Region pointing data

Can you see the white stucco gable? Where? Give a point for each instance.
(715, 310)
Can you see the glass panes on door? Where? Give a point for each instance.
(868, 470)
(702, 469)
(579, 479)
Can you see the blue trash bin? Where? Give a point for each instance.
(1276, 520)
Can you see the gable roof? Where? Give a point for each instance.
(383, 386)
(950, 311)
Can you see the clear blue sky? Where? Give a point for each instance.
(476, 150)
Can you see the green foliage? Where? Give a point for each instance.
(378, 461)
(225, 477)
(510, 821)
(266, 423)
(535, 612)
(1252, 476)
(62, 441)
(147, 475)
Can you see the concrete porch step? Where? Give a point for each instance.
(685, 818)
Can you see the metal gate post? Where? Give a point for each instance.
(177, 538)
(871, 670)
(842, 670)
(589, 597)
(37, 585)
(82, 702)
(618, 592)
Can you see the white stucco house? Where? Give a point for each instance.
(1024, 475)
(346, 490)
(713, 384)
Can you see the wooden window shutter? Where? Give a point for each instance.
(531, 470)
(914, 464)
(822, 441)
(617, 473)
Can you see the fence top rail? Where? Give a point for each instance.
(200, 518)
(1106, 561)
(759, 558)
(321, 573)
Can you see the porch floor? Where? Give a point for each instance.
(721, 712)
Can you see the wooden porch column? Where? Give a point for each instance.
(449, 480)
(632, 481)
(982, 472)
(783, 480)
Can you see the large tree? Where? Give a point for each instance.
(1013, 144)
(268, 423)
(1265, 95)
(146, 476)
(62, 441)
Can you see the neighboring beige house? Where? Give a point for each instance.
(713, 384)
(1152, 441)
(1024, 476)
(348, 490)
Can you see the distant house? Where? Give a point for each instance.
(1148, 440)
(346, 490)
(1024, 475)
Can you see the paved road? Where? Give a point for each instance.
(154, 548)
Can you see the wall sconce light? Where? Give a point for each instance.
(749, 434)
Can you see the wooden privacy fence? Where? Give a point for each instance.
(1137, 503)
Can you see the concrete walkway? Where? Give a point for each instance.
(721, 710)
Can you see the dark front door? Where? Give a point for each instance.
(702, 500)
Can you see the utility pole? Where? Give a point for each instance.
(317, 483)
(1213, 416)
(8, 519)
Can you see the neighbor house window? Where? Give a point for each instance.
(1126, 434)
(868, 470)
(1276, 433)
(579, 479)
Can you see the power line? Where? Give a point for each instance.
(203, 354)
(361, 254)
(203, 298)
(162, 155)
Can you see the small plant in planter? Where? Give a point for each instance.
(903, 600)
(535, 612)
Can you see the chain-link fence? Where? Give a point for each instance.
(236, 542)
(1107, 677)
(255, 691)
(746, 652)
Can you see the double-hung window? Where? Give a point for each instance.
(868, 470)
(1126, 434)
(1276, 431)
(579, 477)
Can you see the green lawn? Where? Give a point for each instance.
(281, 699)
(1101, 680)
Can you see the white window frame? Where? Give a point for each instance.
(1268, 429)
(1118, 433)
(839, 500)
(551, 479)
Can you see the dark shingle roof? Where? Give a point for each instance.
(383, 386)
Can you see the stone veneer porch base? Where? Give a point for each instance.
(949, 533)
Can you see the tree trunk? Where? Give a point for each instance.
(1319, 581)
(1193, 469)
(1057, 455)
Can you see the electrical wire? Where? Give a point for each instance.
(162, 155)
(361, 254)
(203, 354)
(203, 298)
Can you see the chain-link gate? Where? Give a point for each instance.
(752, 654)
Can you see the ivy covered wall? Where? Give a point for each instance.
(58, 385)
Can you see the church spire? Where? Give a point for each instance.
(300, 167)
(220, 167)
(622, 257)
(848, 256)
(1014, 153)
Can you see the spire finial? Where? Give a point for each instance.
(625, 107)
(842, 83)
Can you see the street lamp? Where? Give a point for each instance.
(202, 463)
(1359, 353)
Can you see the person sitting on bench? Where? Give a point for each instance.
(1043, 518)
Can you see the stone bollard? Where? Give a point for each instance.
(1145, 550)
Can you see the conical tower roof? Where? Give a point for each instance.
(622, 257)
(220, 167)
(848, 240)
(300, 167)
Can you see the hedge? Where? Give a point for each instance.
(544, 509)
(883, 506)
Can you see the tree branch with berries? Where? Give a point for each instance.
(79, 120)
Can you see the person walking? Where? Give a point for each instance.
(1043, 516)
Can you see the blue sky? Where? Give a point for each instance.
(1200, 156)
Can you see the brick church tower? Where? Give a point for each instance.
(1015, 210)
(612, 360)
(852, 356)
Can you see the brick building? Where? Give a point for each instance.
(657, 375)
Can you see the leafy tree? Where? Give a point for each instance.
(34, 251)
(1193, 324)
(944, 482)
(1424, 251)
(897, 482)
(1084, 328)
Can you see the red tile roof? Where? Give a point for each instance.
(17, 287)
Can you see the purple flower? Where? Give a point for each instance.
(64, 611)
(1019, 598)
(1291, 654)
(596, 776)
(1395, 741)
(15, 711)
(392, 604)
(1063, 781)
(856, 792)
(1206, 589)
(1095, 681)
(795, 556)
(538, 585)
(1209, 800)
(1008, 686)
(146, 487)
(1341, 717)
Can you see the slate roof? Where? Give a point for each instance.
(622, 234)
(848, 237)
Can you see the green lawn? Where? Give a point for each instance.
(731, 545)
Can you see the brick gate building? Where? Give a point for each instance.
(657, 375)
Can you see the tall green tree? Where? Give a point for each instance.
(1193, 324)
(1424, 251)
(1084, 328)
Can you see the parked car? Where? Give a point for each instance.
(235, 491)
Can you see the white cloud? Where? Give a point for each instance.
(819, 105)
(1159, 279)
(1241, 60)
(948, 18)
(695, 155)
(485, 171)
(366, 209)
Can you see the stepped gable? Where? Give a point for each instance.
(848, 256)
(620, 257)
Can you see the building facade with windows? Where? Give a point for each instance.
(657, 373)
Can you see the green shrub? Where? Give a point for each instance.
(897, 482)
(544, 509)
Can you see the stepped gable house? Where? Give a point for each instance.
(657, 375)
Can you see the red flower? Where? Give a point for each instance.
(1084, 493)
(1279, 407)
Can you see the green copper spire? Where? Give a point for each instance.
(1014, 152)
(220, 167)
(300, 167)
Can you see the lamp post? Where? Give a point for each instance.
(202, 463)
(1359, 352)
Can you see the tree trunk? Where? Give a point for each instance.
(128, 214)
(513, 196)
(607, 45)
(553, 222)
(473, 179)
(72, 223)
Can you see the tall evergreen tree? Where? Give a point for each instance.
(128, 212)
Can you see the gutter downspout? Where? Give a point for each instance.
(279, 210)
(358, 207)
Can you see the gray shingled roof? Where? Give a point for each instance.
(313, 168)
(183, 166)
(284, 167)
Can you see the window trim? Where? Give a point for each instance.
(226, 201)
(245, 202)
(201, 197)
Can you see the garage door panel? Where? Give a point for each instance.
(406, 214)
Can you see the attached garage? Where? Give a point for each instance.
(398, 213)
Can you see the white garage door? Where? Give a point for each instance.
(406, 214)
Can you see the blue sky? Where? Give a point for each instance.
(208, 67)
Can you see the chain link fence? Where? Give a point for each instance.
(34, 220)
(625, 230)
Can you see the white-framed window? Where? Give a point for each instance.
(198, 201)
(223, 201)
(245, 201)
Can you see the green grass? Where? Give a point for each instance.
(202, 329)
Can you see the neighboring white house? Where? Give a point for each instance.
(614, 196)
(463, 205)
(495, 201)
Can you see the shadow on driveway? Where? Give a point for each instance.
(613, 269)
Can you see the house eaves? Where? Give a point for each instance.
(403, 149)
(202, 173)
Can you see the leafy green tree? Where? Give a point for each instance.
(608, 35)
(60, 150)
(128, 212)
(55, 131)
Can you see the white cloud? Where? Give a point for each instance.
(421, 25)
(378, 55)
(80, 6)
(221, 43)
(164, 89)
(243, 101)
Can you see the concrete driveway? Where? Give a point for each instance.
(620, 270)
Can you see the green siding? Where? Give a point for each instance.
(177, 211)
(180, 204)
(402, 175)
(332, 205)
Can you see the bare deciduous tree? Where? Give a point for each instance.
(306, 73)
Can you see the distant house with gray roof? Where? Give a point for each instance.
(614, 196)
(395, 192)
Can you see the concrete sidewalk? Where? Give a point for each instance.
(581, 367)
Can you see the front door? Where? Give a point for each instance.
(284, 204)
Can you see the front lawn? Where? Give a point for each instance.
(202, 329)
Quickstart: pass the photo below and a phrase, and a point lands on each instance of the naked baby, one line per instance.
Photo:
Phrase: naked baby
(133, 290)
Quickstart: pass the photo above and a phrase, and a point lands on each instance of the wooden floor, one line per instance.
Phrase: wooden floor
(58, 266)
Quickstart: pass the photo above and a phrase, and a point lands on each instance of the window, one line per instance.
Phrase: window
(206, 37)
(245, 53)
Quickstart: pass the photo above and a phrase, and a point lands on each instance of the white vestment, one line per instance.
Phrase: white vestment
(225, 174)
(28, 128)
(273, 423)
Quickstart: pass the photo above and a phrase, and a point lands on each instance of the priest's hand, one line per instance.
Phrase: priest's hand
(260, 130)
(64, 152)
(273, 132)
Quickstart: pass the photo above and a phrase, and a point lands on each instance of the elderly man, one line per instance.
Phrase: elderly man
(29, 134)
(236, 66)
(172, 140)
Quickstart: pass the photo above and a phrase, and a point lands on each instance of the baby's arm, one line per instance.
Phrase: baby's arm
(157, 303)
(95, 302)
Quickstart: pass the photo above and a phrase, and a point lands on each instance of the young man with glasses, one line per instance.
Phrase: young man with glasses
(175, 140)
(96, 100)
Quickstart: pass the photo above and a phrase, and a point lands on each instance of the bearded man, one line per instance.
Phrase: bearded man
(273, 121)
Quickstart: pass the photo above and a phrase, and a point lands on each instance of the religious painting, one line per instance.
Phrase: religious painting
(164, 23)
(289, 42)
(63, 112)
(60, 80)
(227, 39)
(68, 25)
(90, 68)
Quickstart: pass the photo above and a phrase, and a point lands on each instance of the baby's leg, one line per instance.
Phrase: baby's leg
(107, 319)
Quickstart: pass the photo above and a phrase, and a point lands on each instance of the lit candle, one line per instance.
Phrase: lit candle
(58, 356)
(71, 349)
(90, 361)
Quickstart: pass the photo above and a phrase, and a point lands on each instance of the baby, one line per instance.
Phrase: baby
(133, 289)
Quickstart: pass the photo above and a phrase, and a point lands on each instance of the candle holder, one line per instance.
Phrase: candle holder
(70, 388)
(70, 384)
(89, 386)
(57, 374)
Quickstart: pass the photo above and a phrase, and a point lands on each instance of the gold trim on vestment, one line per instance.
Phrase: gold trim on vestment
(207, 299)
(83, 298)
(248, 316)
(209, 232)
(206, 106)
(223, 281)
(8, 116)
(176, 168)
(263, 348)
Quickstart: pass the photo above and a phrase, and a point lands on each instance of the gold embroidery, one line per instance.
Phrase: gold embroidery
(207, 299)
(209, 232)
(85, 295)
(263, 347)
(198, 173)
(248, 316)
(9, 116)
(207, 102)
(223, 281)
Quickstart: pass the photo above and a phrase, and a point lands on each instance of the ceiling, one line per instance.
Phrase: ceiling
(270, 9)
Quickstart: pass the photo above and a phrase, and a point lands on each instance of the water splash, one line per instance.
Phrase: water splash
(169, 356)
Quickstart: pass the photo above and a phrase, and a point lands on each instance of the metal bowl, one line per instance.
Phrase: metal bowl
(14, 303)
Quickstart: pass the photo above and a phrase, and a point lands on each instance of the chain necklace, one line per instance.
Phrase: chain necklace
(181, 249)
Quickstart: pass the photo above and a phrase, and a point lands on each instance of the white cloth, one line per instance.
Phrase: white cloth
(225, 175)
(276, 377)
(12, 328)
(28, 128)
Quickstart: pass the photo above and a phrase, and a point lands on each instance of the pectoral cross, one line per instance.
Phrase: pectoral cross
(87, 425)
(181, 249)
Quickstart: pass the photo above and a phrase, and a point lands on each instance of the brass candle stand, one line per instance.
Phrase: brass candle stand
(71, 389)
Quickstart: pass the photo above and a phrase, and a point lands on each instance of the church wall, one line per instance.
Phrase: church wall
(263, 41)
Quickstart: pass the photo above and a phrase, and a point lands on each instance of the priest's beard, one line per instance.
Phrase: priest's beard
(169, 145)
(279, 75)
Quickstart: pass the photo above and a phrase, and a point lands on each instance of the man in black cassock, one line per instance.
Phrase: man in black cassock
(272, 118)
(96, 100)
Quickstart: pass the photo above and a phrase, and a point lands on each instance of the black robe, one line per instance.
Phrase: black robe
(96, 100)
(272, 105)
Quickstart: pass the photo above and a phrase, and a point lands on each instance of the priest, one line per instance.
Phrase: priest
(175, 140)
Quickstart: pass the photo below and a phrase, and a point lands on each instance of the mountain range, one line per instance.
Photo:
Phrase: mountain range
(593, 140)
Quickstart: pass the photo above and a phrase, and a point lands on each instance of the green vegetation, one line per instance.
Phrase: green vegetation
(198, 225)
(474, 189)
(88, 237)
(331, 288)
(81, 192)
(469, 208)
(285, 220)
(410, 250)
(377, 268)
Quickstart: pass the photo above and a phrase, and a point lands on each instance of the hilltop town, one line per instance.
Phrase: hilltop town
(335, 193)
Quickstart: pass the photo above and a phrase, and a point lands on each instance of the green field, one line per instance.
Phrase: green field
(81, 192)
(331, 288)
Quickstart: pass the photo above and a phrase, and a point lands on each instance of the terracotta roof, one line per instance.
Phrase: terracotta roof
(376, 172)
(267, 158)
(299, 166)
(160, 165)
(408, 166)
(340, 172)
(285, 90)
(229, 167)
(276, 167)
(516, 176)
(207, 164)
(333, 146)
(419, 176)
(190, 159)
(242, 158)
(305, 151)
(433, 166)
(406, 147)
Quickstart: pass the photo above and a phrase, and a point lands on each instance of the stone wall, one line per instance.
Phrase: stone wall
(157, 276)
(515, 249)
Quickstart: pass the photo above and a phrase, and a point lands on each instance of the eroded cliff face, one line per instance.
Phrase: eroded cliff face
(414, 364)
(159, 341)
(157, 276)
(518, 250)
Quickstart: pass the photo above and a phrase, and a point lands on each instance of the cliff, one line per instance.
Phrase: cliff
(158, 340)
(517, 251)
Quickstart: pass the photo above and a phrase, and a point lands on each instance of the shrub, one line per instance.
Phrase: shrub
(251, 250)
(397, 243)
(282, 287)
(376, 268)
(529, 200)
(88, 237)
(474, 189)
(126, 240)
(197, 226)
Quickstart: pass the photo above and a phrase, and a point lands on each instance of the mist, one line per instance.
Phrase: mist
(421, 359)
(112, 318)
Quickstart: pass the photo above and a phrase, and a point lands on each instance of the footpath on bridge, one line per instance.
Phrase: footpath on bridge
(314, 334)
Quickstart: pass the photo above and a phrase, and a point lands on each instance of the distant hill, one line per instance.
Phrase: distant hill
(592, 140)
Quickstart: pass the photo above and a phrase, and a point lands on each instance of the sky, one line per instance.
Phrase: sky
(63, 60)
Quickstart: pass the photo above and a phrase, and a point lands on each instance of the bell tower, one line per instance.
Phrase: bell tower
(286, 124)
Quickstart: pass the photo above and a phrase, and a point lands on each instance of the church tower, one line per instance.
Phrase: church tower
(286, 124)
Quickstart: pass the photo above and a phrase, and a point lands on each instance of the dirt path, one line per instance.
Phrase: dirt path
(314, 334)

Task prompt:
Since only lines holding the word "below" matter, count them in the data above and report the number alone.

Worked solution:
2